• _Written problem 1_:
Please rewrite the records from the line containing "task: outline the **metal cup**" down to the end of the records, with "metal cup" changed to "steel mug" and everything else left unchanged.

==== Passage shown ====

Link extraction from a google page in bash

拈花ヽ惹草 提交于 2019-12-22 18:19:52

问题


I'm making a script that takes all the links from a google page in bash. I get the google page with the w3m utility and this script:

#!/bin/bash 
# performs a google search using a word in input

word=$1

touch .google

if [ -z $word ]
then
    echo "$word missing!"
    echo "Aborting..."
    exit
fi


a="www.google.com/search?q="  
search=$a$word

w3m -no-cookie $search > .google

sleep 1

Next, I have to get all the sites from this page. I was thinking to take all the string that start with www. and ends with /

echo `grep -wo "www[^/]*" .google`> .temp

The problem with this is that I miss a lot of the links that don't start with www and at the same time I risk breaking everything when there is a site that doesn't end with /.

What better way could I get the urls from this response?


回答1:


Link extraction is a hard problem. However, the lynx program has a handy -dump option that will let you skip most (or all) html parsing.

====

• _Written problem 2_:
Set down the bash link-extraction thread word for word, from "w3m -no-cookie $search" down to "end with /.".

==== Dataset excerpts ====

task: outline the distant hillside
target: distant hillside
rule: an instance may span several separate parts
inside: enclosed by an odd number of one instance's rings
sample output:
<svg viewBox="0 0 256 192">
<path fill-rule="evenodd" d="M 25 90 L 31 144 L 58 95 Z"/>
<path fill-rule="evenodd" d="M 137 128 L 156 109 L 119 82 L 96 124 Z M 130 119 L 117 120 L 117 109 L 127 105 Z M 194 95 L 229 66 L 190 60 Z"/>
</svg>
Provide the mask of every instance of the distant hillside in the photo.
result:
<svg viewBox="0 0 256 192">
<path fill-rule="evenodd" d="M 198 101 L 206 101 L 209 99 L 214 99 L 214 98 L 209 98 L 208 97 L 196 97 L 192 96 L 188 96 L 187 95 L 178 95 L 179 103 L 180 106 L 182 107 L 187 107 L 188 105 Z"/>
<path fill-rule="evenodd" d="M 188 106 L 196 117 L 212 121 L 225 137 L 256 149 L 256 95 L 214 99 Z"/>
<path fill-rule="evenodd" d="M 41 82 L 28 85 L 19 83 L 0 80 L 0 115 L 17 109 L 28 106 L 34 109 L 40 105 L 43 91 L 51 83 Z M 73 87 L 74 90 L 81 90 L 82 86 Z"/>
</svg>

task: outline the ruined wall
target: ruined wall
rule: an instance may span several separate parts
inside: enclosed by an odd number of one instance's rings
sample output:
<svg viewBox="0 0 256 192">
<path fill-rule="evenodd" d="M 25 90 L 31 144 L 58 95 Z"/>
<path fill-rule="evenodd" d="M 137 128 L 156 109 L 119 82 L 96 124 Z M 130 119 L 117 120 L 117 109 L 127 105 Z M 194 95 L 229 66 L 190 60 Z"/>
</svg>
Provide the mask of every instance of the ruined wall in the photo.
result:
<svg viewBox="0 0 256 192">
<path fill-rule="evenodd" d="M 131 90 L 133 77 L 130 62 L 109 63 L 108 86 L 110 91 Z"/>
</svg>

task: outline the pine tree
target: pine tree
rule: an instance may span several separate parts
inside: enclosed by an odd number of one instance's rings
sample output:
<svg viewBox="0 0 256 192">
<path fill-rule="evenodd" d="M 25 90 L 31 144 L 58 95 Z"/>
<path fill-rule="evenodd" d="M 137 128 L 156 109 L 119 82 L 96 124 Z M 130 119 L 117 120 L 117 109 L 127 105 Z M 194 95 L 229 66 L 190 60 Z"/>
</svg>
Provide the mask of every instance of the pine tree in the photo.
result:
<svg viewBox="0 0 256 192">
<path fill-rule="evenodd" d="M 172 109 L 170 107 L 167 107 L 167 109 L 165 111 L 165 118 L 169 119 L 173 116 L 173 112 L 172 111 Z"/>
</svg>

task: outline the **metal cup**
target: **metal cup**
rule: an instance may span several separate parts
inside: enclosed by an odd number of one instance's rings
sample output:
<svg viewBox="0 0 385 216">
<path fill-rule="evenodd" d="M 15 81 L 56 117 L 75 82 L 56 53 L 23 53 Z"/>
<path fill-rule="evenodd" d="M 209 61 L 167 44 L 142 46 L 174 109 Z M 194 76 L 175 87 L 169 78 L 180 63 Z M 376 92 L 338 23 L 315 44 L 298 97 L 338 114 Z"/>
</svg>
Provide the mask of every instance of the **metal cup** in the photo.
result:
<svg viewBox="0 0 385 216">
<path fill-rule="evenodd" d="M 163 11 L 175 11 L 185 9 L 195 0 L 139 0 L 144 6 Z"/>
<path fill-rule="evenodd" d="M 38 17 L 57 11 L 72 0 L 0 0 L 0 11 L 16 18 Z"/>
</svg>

====

• _Task solution 1_:
task: outline the **steel mug**
target: **steel mug**
rule: an instance may span several separate parts
inside: enclosed by an odd number of one instance's rings
sample output:
<svg viewBox="0 0 385 216">
<path fill-rule="evenodd" d="M 15 81 L 56 117 L 75 82 L 56 53 L 23 53 Z"/>
<path fill-rule="evenodd" d="M 209 61 L 167 44 L 142 46 L 174 109 Z M 194 76 L 175 87 L 169 78 L 180 63 Z M 376 92 L 338 23 L 315 44 L 298 97 L 338 114 Z"/>
</svg>
Provide the mask of every instance of the **steel mug** in the photo.
result:
<svg viewBox="0 0 385 216">
<path fill-rule="evenodd" d="M 163 11 L 175 11 L 185 9 L 195 0 L 139 0 L 144 6 Z"/>
<path fill-rule="evenodd" d="M 38 17 L 57 11 L 72 0 L 0 0 L 0 11 L 16 18 Z"/>
</svg>

• _Task solution 2_:
w3m -no-cookie $search > .google

sleep 1

Next, I have to get all the sites from this page. I was thinking to take all the string that start with www. and ends with /

echo `grep -wo "www[^/]*" .google`> .temp

The problem with this is that I miss a lot of the links that don't start with www and at the same time I risk breaking everything when there is a site that doesn't end with /.